**Problem to solve:**
Without the pictures, repeat all of the data exactly as it appears below.

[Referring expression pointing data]
■ ■ ■

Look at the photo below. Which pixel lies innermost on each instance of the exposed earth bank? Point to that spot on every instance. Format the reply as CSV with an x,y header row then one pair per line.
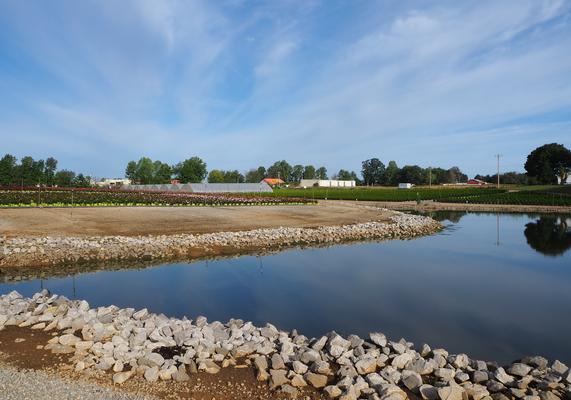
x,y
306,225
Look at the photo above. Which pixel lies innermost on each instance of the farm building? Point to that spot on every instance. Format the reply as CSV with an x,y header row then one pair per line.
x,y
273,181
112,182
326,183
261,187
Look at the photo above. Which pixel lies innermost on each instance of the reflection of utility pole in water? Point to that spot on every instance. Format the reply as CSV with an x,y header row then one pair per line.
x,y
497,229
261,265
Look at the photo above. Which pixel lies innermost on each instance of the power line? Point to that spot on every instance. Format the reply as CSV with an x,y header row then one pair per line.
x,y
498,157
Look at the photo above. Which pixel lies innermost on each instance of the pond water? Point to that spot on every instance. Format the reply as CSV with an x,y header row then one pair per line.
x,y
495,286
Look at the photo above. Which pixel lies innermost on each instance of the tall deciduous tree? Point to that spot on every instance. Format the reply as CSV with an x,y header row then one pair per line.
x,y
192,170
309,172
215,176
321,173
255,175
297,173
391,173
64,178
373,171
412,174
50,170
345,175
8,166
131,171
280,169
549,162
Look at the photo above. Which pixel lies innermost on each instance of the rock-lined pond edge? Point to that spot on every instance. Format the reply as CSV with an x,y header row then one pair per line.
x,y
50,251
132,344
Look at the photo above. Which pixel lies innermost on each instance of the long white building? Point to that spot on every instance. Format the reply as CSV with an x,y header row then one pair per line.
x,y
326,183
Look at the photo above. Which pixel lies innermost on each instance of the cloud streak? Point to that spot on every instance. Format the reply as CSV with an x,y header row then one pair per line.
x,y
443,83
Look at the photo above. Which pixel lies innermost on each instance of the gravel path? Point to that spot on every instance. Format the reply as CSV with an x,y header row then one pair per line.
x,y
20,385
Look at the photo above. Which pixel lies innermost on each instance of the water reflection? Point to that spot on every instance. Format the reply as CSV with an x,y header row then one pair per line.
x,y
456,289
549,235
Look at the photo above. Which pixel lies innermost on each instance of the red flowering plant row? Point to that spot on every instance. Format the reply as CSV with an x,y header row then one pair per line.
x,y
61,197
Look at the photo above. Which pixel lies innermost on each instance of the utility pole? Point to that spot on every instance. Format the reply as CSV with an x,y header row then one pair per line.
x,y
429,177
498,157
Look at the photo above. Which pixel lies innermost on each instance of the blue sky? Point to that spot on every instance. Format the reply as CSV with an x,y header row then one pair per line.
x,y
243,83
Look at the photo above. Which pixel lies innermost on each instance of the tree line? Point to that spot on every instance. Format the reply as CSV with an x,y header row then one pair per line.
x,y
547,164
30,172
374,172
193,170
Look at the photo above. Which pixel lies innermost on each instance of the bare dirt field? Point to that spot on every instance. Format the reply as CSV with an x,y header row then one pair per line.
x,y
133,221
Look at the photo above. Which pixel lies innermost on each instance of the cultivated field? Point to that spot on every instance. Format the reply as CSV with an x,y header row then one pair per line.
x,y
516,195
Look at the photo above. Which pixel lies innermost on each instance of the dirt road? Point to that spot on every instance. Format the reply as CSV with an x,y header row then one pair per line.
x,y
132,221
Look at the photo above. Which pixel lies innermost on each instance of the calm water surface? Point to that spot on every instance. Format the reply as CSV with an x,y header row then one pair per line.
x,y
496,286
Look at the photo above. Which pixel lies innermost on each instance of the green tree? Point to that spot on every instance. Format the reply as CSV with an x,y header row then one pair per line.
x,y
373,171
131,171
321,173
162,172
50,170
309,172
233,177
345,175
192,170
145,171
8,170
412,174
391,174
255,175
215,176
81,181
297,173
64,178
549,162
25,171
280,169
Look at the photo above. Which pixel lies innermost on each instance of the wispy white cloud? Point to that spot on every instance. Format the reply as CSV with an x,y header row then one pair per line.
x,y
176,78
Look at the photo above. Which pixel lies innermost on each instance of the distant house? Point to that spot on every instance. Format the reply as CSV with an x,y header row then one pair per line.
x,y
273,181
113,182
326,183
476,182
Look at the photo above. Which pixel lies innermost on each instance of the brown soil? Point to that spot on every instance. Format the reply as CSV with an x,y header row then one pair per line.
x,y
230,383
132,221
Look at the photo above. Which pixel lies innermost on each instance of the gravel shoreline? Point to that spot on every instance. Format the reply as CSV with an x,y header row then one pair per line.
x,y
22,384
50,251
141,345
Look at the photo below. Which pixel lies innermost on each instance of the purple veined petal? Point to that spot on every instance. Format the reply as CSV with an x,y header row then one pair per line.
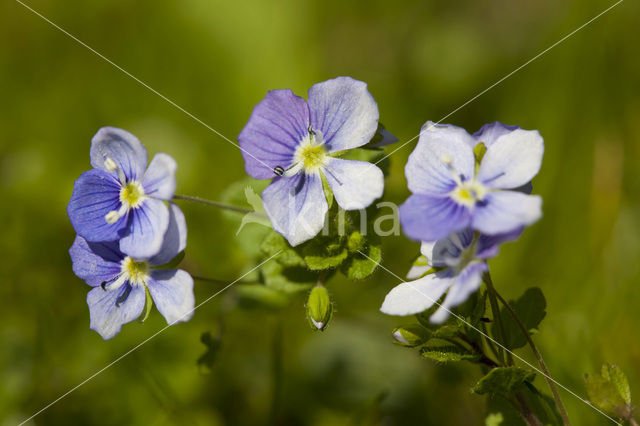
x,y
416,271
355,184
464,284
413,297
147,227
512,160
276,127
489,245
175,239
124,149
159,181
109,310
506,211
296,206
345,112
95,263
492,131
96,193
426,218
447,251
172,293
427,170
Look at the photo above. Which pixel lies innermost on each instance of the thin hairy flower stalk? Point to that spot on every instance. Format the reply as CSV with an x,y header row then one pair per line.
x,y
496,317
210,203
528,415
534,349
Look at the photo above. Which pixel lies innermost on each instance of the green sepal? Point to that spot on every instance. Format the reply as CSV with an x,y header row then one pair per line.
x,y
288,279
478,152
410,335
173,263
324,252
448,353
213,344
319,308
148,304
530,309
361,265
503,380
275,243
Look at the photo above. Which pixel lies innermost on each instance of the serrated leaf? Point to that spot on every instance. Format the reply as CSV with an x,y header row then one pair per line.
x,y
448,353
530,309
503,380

■ ■ ■

**Response to the task:**
Look at the photo below. Which pixel lies innermost on each instance of the exposed earth bank? Point to that spot on every instance. Format the reply as CSV with an x,y header row then one pair per line.
x,y
306,225
Look at the photo above. Which pixel lies innermost on each instance of the farm building? Point to that spot on every instance. Format the reply as CSV with an x,y header row then one pair per line.
x,y
273,181
112,182
326,183
261,187
Look at the photo above. Which pixel lies innermost on each instance of the reflection of utility pole in water? Point to that spot on every instance. Format the reply as CSV with an x,y header row then one pair per line.
x,y
497,229
261,265
Look at the photo above. Which pixel lies innermost on each instance of the power line? Point to that spot on every instance. Format the reply as CSV with an x,y header row then one pair per line.
x,y
498,157
Look at the photo above. Which pixel lies innermost on each instance of the pond water? Point to that spot on every instance. Format the reply as CSV with an x,y header row then one pair per line.
x,y
495,286
Look at the photo above. Which pixel lies innermost on each instance of the tall deciduous tree? Point to that spot on every instance. Format the reply as CSV with an x,y header row then one pair per line.
x,y
192,170
309,172
215,176
321,173
255,175
297,173
391,173
64,178
373,171
412,174
50,170
345,175
8,166
131,171
280,169
549,162
Look at the photo above. Which pixel lies innermost on each instance of the rock-lined pond edge? Point to that spot on every instance. Format the reply as CSV with an x,y header row then one pair per line.
x,y
50,251
132,344
Look at the photo above. Which pixel lies innermost on each instance of the long white building? Point to that spot on every instance. Format the reply as CSV with an x,y header row then one pair per line.
x,y
326,183
Look at the photo above. Which pixel lies innermost on each instance of the cloud streak? Point to that spot on every instance. Format the reply as CSV with an x,y header row then one pair per line.
x,y
443,83
Look at the photo above. Which pixel lies innermost on each instance of the gravel path? Point to that spot on every instance. Format the reply as CSV with an x,y header row then one pair per line.
x,y
20,385
Look at the photo above. Which pixel lies innermost on each instance of the water reflection? Point to that spot on every instance. Format the reply as CSV with an x,y header row then one pair per line.
x,y
456,289
549,235
Look at the photo above. Which pixel lies innermost on each instance of the red flowering plant row? Point to that spot on every instance. Format the reply as CSV with an x,y header row then one pair per line.
x,y
61,197
Look at the photo above. Which pixel lies innermost on each instance of the utility pole? Point to that spot on every instance. Format the reply as CSV with an x,y header row then one pair per line.
x,y
429,177
498,157
Look at the photo above. Which pixel lies innermost on each instance of the blue sky? Point to that spot on every instance. Format the reply as CSV with an x,y header row then one pair per line.
x,y
243,83
Look at the photo above. Which pixel lies innermost on each instance of the tree line? Point to that spot on every instance. Format the reply as CSV with an x,y header row then one pair per line.
x,y
547,164
30,172
374,172
193,170
Look at the photo above. Which pixel lies innermost on each instance of the bare dirt field? Point to that spot on every instance. Format the reply as CSV with an x,y header row then one pair per line.
x,y
133,221
Look at the photo above. Which pixel lies innermost on each instance of the cultivated field? Point to that spot on every instance. Format the reply as CSV with an x,y header row then one pair per line.
x,y
516,195
Look at the photo above. Which pixel lies innermost on each instance of the dirt road? Point to that spot on every instance. Format the reply as CSV with an x,y header row then one pair per line.
x,y
132,221
Look at the photo above. Which pixel lies innermost on each instance of the calm water surface? Point to that spot on every instance. Format the reply as CSV with an x,y header row then one pair per line.
x,y
496,286
Look at the photo above. Which pixel lies innermost on each instance of the green tree? Point to that spot on every instance. Format the reply as CSV with an x,y header row then one pair per line.
x,y
373,171
131,171
321,173
162,172
50,170
309,172
233,177
345,175
192,170
145,171
8,170
412,174
391,174
255,175
215,176
81,181
297,173
64,178
549,162
25,171
280,169
Look at the photo above. Which pixel lies innermost on each instance of the wispy white cloud? Point to that spot on every instance. Format the reply as CSV with an x,y header row then one pair per line.
x,y
176,78
Look at the photo above. Which pixel lies innermost on each instance of the distant house? Point to that spot on every instance. Format the reply as CSV with an x,y header row then one pair per line.
x,y
273,181
113,182
326,183
476,182
Look at the photo above. Which pixel lies innermost on each instance of the brown soil? Point to that spot on every instance. Format the reply as CSV with an x,y header row then one pair per line.
x,y
230,383
132,221
Look at the photo above. Which pixel lies innermost on each instance of the gravel shoreline? Point to that spot on every instance. Format the reply as CSV with an x,y header row then one pair per line.
x,y
22,384
50,251
141,345
Look at the photo below. Which pixel lies innermost on each instance of the purple veined petal? Point to that spot on every instance. Format the reply as CSV with an x,y header row then one pair per line.
x,y
416,271
355,184
464,284
413,297
147,227
512,160
276,127
489,245
175,239
124,149
159,181
109,310
506,211
296,206
345,112
95,263
492,131
96,193
426,218
447,251
172,293
427,170
Look at the photo above. Which pixel lies innermost on each instance of the thin hairy flower stalk? Point to that spot on every instance. Format the reply as CSV with an x,y header row then one pair per line.
x,y
496,317
210,203
528,415
534,349
Look at the photo above. Which pixel lies innermost on each instance of the green sepal? Point to that spot on every instance. Format the reply as CSV with an x,y header row then one pair per line.
x,y
288,279
478,152
410,335
173,263
324,252
448,353
213,344
319,308
148,304
530,309
361,265
503,380
275,243
Look at the photo above. Which pixel lies innermost on each instance of the serrated leaf? Point to that spot on every instance. Format the reply as CSV with an x,y header row then one pair per line.
x,y
448,353
530,309
503,380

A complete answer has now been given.